● THE TASK: Repeat the records below word for word, but start at the line that contains "Q: Locate the yellow flower", stop after the last line, and include nothing else.

—————

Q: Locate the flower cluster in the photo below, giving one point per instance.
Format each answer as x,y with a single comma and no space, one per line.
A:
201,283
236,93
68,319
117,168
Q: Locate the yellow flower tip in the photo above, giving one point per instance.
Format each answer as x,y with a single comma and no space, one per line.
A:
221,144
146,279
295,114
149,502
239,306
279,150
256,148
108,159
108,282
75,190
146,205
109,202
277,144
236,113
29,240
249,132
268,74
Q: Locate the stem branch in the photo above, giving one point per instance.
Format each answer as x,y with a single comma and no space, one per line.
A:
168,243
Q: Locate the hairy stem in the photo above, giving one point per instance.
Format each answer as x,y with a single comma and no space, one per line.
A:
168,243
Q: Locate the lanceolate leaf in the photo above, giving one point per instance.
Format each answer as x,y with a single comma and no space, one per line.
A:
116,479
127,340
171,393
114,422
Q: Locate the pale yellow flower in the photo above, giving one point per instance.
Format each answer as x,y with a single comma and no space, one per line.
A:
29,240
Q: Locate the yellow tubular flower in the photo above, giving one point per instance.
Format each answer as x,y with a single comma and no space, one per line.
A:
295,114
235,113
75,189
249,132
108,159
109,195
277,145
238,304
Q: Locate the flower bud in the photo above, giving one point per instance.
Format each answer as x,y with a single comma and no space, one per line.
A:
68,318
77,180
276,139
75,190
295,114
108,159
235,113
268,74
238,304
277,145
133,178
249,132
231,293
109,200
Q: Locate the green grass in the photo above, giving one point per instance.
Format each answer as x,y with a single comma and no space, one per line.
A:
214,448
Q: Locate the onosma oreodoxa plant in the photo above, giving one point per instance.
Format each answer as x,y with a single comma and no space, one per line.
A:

—————

● EXERCISE SOLUTION:
Q: Locate the yellow flower tip in the photo above, giving one point per instance.
Format each answer as x,y with a single comma and no space, one per line.
A:
221,144
146,279
295,114
149,502
239,306
279,150
256,148
108,159
108,282
75,190
146,205
109,202
277,144
236,113
29,240
249,132
268,74
Q: Locate the stem branch in the photo above, giving one point per instance.
Format each answer as x,y with a single comma and no space, one per line.
A:
168,243
Q: Locate the hairy stem in the photo above, giving one point per instance.
Format each answer as x,y with a single comma and no space, one per line.
A:
168,243
Q: Locate the lanceolate leaf in the photo above, giving one point per instance.
Format each answer as x,y with a single comma and no space, one per line.
A:
116,479
127,340
171,393
114,422
Q: Locate the pale yellow flower in the photo above, giving one point per instance.
Format each answer as x,y with a single comma and no space, one per line.
A:
29,240
Q: Locate the yellow tubular flower in the photo above, giving one point per instance.
Format each answer as x,y with a single comma and no space, one per line.
A:
295,114
235,113
75,189
249,132
108,159
109,195
277,145
238,304
Q: Locate the flower bud in the photo above, giving one point per instance.
Format each answer as x,y with a single comma and no space, one per line.
A:
68,318
77,180
276,139
75,190
295,114
108,159
235,113
268,74
238,304
277,145
133,178
249,132
231,293
109,200
Q: Locate the green grass in the photo above, giving one point per instance.
Format each answer as x,y with a single comma and no space, one per line.
A:
214,448
Q: Locate the onosma oreodoxa plant in the photo above, giving one point per instance.
Format each answer as x,y with a single comma and no space, one per line.
A:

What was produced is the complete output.